* _WHAT IS NEEDED_:
Using the listing below, return each line exactly as it reads.

* _DATA_:
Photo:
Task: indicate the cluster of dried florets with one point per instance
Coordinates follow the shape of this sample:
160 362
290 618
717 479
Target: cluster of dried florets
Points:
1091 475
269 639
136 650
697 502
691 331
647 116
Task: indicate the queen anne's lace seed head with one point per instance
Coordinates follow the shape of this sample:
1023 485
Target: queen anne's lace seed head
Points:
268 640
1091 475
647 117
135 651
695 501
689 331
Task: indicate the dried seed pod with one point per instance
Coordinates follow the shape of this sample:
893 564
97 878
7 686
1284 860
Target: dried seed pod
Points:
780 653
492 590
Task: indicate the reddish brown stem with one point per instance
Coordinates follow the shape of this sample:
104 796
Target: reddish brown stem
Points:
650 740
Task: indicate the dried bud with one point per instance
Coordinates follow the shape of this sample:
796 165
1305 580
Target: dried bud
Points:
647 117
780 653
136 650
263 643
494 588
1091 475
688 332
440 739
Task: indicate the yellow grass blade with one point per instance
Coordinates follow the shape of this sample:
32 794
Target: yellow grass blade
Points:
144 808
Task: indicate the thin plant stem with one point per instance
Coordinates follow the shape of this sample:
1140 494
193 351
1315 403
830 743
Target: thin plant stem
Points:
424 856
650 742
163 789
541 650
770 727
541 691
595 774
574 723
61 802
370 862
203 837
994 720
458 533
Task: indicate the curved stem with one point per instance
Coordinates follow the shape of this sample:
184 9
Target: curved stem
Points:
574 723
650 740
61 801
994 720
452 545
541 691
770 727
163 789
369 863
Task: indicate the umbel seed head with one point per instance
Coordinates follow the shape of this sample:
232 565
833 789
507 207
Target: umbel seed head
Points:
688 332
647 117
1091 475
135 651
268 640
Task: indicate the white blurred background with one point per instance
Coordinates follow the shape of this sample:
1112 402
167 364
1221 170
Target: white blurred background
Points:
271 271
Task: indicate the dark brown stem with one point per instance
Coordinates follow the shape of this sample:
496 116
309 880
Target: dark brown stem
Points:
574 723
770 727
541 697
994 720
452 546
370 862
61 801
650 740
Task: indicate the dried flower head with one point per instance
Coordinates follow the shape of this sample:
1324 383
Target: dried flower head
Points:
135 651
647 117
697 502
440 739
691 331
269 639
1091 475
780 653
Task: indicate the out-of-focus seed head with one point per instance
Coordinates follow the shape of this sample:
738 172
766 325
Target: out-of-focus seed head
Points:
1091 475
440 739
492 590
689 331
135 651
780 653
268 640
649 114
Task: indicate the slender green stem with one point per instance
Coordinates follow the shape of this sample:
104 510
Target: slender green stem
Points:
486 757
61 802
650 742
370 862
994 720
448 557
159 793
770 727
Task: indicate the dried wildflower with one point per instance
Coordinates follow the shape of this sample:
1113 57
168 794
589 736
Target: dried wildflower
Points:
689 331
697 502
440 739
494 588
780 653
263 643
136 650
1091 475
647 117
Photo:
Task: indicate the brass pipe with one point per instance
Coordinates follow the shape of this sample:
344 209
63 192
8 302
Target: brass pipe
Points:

* _THE COMPLETED TASK_:
Photo:
Task: indicate the cluster of dried florets with one point per instance
Coordinates follow the shape of this sample:
160 362
290 618
717 479
Target: cluster of dried florets
Points:
1091 475
269 639
136 650
697 502
691 331
647 116
Task: indicate the queen anne's lace seed head with one point per instance
Coordinates follow the shape of this sample:
1023 485
Target: queen anne's lace seed head
Points:
268 640
1091 475
647 117
135 651
695 501
689 331
Task: indicate the dried seed pod with one point per instance
Coordinates follow the shape of this sample:
893 564
97 878
7 686
1284 860
Target: dried seed pod
Points:
780 653
492 590
Task: indicate the reddish brown stem with one point per instance
Coordinates follow the shape of this sample:
104 796
Target: reddish brown stem
Points:
650 740
Task: indicate the dried bud with one point per instance
Coordinates follow the shape of this sample:
796 165
1305 580
Target: dried bud
Points:
647 117
780 653
136 650
263 643
494 588
1091 475
688 332
440 739
Task: indicate the yellow grass blade with one point per instance
Coordinates follow the shape of this sample:
32 794
Target: yellow grass blade
Points:
144 808
Task: indicate the thin plant stem with one point per instance
Coordinates follow the shape of this sample:
1140 494
193 351
1315 403
830 743
Target: thin plant stem
Points:
424 856
650 742
163 789
541 650
770 727
541 691
595 774
574 723
61 802
370 862
203 837
994 720
458 533
Task: indicate the curved stem with one point per instance
Coordinates follow the shape of this sample:
184 9
Target: curved stem
Points:
574 723
650 740
61 801
994 720
452 545
541 691
770 727
163 789
369 863
Task: indicate the umbel seed head with one point per instance
Coordinates follow the shape of this sample:
232 565
833 789
507 207
Target: umbel seed head
Points:
688 332
647 117
1091 475
135 651
268 640
Task: indicate the white blurred background with one point per instance
Coordinates follow the shape of this sample:
1112 402
167 364
1221 170
Target: white blurred background
Points:
271 271
Task: indicate the dark brown stem with one point per instance
Coordinates follow the shape of this sample:
496 116
309 880
Target: dark brown stem
Points:
574 723
770 727
541 697
994 720
452 546
370 862
61 801
650 740
Task: indicate the dried flower head with one point per instance
Coordinates follow the shape of this sample:
1324 383
Target: dried flower head
Points:
135 651
647 117
697 502
440 739
691 331
269 639
1091 475
780 653
Task: indicate the out-of-focus seed head with one point per instance
Coordinates follow the shape of this sample:
738 172
766 325
Target: out-of-focus seed head
Points:
1091 475
440 739
492 590
689 331
135 651
780 653
268 640
649 114
Task: indicate the slender green stem with one point per instance
Coordinates follow the shape of this sample:
104 510
Target: slender green stem
Points:
486 757
61 802
650 742
370 862
994 720
448 557
159 793
770 727
Task: indicate the dried wildflower with one point per instance
Coordinates follow the shape of this sample:
1113 57
168 794
589 736
Target: dried wildflower
Points:
689 331
697 502
440 739
494 588
780 653
263 643
136 650
1091 475
647 117
Photo:
Task: indicate the brass pipe with one point per instance
Coordinates follow the shape of this sample:
344 209
63 192
8 302
Target: brass pipe
Points:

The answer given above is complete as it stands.